- **Try it**
Print each entry exactly, all the way through.

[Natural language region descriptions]
· · ·

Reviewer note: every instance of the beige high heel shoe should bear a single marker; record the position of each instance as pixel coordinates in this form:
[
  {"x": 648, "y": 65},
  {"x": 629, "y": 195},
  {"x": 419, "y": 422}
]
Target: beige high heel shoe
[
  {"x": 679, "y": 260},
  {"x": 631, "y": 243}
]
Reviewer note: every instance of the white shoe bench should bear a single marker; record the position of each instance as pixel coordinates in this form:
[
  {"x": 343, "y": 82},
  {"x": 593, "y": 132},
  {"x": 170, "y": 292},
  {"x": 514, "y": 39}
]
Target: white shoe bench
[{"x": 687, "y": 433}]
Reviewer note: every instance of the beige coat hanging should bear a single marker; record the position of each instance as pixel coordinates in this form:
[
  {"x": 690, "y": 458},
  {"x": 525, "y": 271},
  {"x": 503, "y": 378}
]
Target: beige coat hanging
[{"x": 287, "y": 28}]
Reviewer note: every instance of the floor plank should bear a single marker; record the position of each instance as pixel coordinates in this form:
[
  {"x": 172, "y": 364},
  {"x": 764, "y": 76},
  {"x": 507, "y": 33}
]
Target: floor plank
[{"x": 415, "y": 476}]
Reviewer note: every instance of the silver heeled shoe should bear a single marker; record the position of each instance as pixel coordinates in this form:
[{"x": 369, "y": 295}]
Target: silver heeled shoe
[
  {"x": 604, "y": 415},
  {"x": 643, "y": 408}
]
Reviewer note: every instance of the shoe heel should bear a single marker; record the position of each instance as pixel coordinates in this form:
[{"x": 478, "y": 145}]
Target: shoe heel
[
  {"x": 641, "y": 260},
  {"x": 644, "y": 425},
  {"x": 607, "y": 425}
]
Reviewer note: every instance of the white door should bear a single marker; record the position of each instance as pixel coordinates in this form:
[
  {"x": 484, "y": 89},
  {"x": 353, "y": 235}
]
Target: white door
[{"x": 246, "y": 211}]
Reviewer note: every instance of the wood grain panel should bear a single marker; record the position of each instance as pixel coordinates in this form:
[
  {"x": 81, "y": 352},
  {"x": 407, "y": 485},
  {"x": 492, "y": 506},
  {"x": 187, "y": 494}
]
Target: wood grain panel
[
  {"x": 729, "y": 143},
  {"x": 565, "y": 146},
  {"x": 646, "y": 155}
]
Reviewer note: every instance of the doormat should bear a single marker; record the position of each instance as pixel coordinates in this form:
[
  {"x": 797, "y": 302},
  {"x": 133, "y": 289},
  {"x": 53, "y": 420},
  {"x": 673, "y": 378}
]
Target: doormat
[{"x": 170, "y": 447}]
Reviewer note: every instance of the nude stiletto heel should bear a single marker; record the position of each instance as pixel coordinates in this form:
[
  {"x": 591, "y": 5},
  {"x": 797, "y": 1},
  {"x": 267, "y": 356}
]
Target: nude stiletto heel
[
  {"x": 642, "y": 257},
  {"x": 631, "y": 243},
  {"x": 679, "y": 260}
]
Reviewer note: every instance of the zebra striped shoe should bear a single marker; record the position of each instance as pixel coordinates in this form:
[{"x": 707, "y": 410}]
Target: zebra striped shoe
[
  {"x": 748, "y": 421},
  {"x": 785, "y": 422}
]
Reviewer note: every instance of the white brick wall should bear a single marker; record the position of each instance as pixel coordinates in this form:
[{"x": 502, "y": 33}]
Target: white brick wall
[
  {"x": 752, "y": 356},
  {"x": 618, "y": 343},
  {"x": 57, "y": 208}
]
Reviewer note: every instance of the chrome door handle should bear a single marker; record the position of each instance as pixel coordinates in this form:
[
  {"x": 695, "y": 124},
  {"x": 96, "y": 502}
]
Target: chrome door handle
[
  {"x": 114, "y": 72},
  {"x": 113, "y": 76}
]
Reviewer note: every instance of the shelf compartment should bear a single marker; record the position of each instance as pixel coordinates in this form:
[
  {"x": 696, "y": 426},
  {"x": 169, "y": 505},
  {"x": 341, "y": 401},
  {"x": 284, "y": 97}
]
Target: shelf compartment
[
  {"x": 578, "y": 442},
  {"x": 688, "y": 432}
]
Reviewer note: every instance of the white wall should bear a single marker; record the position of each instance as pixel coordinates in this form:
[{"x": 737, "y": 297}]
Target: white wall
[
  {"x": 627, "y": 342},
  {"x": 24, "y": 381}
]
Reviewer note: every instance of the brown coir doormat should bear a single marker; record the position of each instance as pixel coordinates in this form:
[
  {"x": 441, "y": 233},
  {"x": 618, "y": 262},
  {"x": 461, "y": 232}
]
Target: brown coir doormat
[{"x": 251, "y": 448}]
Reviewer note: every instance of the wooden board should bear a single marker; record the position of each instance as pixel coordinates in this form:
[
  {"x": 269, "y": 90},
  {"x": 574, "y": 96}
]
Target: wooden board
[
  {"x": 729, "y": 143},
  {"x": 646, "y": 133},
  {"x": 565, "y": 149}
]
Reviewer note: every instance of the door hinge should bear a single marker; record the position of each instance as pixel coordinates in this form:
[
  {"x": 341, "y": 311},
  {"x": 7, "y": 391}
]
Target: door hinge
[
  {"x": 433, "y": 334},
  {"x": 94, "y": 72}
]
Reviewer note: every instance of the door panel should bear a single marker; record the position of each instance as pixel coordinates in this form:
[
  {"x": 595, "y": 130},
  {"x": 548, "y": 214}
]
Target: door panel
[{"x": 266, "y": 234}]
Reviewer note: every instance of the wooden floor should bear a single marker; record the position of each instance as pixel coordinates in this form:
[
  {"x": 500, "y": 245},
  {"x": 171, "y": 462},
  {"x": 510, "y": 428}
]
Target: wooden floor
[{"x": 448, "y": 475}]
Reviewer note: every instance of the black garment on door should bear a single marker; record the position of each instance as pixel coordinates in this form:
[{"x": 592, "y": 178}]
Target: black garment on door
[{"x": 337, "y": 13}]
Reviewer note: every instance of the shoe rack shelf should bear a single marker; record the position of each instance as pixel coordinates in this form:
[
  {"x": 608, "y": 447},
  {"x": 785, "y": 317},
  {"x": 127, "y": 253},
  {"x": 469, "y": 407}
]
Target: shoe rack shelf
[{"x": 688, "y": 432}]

· · ·

- **Solution to the exercise**
Reviewer note: every instance of the beige high heel shoe should bear a single marker; record the position of each instance as pixel coordinates in this form:
[
  {"x": 648, "y": 65},
  {"x": 629, "y": 195},
  {"x": 419, "y": 422}
]
Target: beige high heel shoe
[
  {"x": 679, "y": 260},
  {"x": 631, "y": 243}
]
Reviewer note: every instance of the white shoe bench should bear a single marker; record the position of each instance as pixel coordinates in this form:
[
  {"x": 343, "y": 82},
  {"x": 593, "y": 132},
  {"x": 170, "y": 292},
  {"x": 514, "y": 39}
]
Target: white shoe bench
[{"x": 687, "y": 433}]
Reviewer note: every instance of the beige coat hanging should bear a single marker; record the position of each instance as pixel coordinates in this form:
[
  {"x": 690, "y": 458},
  {"x": 525, "y": 271},
  {"x": 503, "y": 378}
]
Target: beige coat hanging
[{"x": 287, "y": 28}]
Reviewer note: every instance of the floor plank should bear a single marker; record the position of each instance as pixel coordinates in this form:
[
  {"x": 172, "y": 364},
  {"x": 764, "y": 76},
  {"x": 507, "y": 33}
]
Target: floor plank
[{"x": 415, "y": 476}]
Reviewer note: every instance of the silver heeled shoe should bear a single marker; record the position of each instance as pixel coordinates in this form:
[{"x": 369, "y": 295}]
Target: silver heeled shoe
[
  {"x": 604, "y": 415},
  {"x": 643, "y": 408}
]
Reviewer note: every instance of the shoe heel should bear a single marker; record the position of each instance as pixel coordinates in this form:
[{"x": 478, "y": 145}]
Target: shoe heel
[
  {"x": 641, "y": 260},
  {"x": 644, "y": 425},
  {"x": 607, "y": 425}
]
Reviewer note: every instance of the white door should bear a single marker; record the position of each instance as pixel coordinates in this form:
[
  {"x": 484, "y": 89},
  {"x": 353, "y": 235}
]
Target: white door
[{"x": 246, "y": 211}]
Reviewer note: every instance of the wood grain panel should bear a single marker; record the position of each instance as pixel coordinates in this form:
[
  {"x": 81, "y": 352},
  {"x": 407, "y": 485},
  {"x": 492, "y": 506},
  {"x": 187, "y": 494}
]
Target: wood grain panel
[
  {"x": 729, "y": 143},
  {"x": 565, "y": 146},
  {"x": 646, "y": 155}
]
Reviewer note: every instance of the doormat should bear a single marker; record the position of each instance as pixel coordinates in this form:
[
  {"x": 797, "y": 302},
  {"x": 133, "y": 289},
  {"x": 53, "y": 420},
  {"x": 673, "y": 378}
]
Target: doormat
[{"x": 170, "y": 447}]
Reviewer note: every instance of the nude stiletto heel should bear a single marker; record the position of each instance as pixel coordinates in this form:
[
  {"x": 591, "y": 5},
  {"x": 797, "y": 1},
  {"x": 267, "y": 356}
]
Target: nude stiletto heel
[
  {"x": 642, "y": 257},
  {"x": 631, "y": 243},
  {"x": 679, "y": 260}
]
Reviewer note: every instance of the zebra striped shoe should bear a single marker; record the position of each instance as pixel coordinates in this form:
[{"x": 707, "y": 410}]
Target: zebra striped shoe
[
  {"x": 748, "y": 421},
  {"x": 785, "y": 422}
]
Reviewer note: every instance of the white brick wall should bear a single marker; record the position of each instance as pixel coordinates in this form:
[{"x": 502, "y": 33}]
Target: white brick wall
[
  {"x": 752, "y": 356},
  {"x": 618, "y": 343},
  {"x": 57, "y": 208}
]
Reviewer note: every instance of the chrome door handle should bear a single marker; record the position of each instance as pixel coordinates in this form:
[
  {"x": 695, "y": 124},
  {"x": 96, "y": 502}
]
Target: chrome door handle
[
  {"x": 114, "y": 72},
  {"x": 113, "y": 76}
]
Reviewer note: every instance of the shelf compartment should bear a single marker; record the position of each instance as pixel coordinates in this form:
[
  {"x": 696, "y": 426},
  {"x": 169, "y": 505},
  {"x": 341, "y": 401},
  {"x": 284, "y": 97}
]
Target: shelf compartment
[
  {"x": 578, "y": 442},
  {"x": 688, "y": 432}
]
Reviewer note: every instance of the white wall should bear a single marker; record the position of each instance as pixel coordinates in this form:
[{"x": 737, "y": 297}]
Target: white wall
[
  {"x": 627, "y": 342},
  {"x": 24, "y": 381}
]
Reviewer note: every instance of the brown coir doormat should bear a single marker; record the position of each instance as pixel coordinates in this form:
[
  {"x": 441, "y": 233},
  {"x": 618, "y": 262},
  {"x": 461, "y": 232}
]
Target: brown coir doormat
[{"x": 251, "y": 448}]
Reviewer note: every instance of the wooden board should bear a single marker; record the position of each instance as pixel coordinates in this form:
[
  {"x": 269, "y": 90},
  {"x": 574, "y": 96}
]
Target: wooden board
[
  {"x": 729, "y": 143},
  {"x": 646, "y": 133},
  {"x": 565, "y": 149}
]
Reviewer note: every instance of the door hinge should bear a single marker; record the position of each instance as pixel coordinates in this form:
[
  {"x": 341, "y": 311},
  {"x": 7, "y": 391}
]
Target: door hinge
[
  {"x": 433, "y": 334},
  {"x": 94, "y": 72}
]
Reviewer note: every instance of the door panel should bear a single marker; record the position of each instance as pixel coordinates in this form:
[
  {"x": 595, "y": 130},
  {"x": 548, "y": 214}
]
Target: door panel
[{"x": 266, "y": 234}]
Reviewer note: every instance of the wooden floor should bear a single marker; record the position of each instance as pixel coordinates in this form:
[
  {"x": 500, "y": 245},
  {"x": 171, "y": 462},
  {"x": 510, "y": 428}
]
Target: wooden floor
[{"x": 448, "y": 475}]
Reviewer note: every instance of the black garment on door should bear a single marker; record the position of each instance as pixel coordinates in this form:
[{"x": 592, "y": 178}]
Target: black garment on door
[{"x": 337, "y": 13}]
Reviewer note: every instance of the shoe rack shelf should bear a single marker; record the position of each instance as pixel coordinates in this form:
[
  {"x": 608, "y": 447},
  {"x": 785, "y": 317},
  {"x": 127, "y": 253},
  {"x": 469, "y": 407}
]
Target: shoe rack shelf
[{"x": 688, "y": 432}]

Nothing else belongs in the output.